Muletas para seguir caminando por Martín Casillas


Hay ocasiones en las que uno necesita de un buen par de muletas para poder seguir caminando rumbo hacia la meta. Me han sido de mucha utilidad tener presente algunos pensamientos como esos que, con el tiempo, los he interiorizado, como éste que traigo atravesado desde hace rato que surge en La tempestad cuando Próspero da por terminada la fiesta donde celebraba el compromiso de su hija Miranda con Ferdinando, el príncipe de Nápoles, una fiesta a la que había invitado nada menos que a las diosas Iris, Juno, Ceres y Venus que llegaron puntuales desde sus confines para esa representación. Cuando termina, les dice a su hija y a su yerno:


“Como les había dicho, los actores eran espíritus que se desvanecieron en el aire, en la levedad del aire. Y de igual manera, la efímera obra de esta visión, las altas torres que tocan las nubes, los palacios espléndidos, los templos solemnes, el inmenso globo, y todo lo que en él habita, se disolverá; y tal como ocurre en esta vana ficción, desaparecerán sin dejar humo ni estela. Estamos hechos de la misma materia que los sueños, y nuestra pequeña vida cierra su círculo con un sueño”.


Resulta que cada vez que salgo de una fiesta donde celebramos la vida con otras diosas que cantan y bailan, resulta que, cuando voy de regreso a casa, me da la sensación que esos que estuvimos en la fiesta somos unos espíritus que se desvanecen en el aire, en la levedad del aire.


Es la misma sensación que tengo de otras celebraciones que, como Próspero, he hecho en mi vida: las fiestas de octubre en el Country de Guadalajara, que cada año disfrutábamos muchísimo o las que hice con mis compañeros de IBM de México o con los del CONACYT o las que hacíamos con los colaboradores del suplemento La Plaza, todos ellos se han desvanecido y han pasado como ráfaga sin dejar humo ni estela.

## Registros proporcionados
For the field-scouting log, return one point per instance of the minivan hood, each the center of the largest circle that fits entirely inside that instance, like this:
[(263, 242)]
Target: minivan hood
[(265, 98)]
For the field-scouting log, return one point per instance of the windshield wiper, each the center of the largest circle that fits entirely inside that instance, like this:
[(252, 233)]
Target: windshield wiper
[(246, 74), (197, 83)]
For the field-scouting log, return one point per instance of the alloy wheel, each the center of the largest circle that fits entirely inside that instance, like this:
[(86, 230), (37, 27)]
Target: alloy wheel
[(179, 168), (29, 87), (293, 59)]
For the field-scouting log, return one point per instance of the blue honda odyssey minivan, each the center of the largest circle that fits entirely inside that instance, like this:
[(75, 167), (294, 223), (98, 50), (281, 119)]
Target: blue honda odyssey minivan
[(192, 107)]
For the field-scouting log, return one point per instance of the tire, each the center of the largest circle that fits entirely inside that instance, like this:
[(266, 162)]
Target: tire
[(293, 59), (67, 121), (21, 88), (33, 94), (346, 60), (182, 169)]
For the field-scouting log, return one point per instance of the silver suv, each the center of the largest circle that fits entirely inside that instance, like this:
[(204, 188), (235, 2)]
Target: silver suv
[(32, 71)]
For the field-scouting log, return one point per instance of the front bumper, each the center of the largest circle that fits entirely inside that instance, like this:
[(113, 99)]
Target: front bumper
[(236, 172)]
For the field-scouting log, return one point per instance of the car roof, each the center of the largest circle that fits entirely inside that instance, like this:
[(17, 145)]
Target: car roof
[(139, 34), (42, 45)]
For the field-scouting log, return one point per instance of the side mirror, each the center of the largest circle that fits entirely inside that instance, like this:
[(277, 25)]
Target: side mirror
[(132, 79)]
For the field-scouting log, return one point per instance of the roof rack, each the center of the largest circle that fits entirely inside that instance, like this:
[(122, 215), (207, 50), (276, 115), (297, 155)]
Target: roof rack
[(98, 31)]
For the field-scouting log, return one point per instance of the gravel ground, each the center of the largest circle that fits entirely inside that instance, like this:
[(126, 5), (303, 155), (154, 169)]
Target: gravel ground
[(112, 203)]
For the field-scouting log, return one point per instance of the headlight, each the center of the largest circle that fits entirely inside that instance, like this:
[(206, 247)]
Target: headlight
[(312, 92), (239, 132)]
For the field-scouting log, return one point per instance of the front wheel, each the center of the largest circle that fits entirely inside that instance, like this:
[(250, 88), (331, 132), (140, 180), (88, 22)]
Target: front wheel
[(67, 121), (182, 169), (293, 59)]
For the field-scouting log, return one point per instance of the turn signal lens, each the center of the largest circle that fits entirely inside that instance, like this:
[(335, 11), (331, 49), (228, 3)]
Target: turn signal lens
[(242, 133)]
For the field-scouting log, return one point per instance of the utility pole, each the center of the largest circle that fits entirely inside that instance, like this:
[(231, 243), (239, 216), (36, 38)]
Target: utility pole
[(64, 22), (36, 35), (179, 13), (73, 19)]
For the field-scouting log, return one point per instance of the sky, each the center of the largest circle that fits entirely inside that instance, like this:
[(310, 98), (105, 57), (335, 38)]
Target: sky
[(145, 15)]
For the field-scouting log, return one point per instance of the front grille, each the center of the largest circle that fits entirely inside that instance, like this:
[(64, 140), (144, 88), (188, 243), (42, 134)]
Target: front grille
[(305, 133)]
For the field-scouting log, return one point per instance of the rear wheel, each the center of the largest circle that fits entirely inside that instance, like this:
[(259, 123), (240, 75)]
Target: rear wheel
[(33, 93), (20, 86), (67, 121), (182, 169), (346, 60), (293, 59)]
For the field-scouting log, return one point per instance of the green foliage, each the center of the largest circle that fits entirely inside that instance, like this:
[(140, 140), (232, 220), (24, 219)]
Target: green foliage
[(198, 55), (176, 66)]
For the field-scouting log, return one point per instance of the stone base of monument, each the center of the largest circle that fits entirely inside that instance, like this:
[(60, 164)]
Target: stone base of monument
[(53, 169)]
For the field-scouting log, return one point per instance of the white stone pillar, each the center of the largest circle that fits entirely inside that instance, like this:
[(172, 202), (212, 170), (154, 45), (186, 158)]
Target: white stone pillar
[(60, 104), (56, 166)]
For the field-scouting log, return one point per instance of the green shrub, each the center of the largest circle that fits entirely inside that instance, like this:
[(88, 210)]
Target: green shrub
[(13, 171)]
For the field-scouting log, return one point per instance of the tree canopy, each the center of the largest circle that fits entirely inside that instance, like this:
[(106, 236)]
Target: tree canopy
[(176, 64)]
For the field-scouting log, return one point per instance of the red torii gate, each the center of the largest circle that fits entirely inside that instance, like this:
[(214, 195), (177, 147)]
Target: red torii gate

## Consignas
(1) Devuelve, sin alterar nada, todo el fragmento del texto que va desde "Resulta que cada" hasta "ráfaga sin dejar humo ni estela.".
(2) Indica si cada afirmación concuerda con el texto y responde sí o no, citando literalmente las palabras del texto que lo deciden: (a) Próspero celebraba el compromiso de su hija Miranda con el príncipe de Nápoles. (b) Las diosas invitadas llegaron tarde a la fiesta. (c) Las fiestas de octubre se celebraban en el Country de Monterrey.
Los ítems constituyen un material independiente del texto.

## Soluciones
(1)
Resulta que cada vez que salgo de una fiesta donde celebramos la vida con otras diosas que cantan y bailan, resulta que, cuando voy de regreso a casa, me da la sensación que esos que estuvimos en la fiesta somos unos espíritus que se desvanecen en el aire, en la levedad del aire.


Es la misma sensación que tengo de otras celebraciones que, como Próspero, he hecho en mi vida: las fiestas de octubre en el Country de Guadalajara, que cada año disfrutábamos muchísimo o las que hice con mis compañeros de IBM de México o con los del CONACYT o las que hacíamos con los colaboradores del suplemento La Plaza, todos ellos se han desvanecido y han pasado como ráfaga sin dejar humo ni estela.

(2)
(a) Sí: "celebraba el compromiso de su hija Miranda con Ferdinando, el príncipe de Nápoles".
(b) No: "llegaron puntuales desde sus confines".
(c) No: "las fiestas de octubre en el Country de Guadalajara".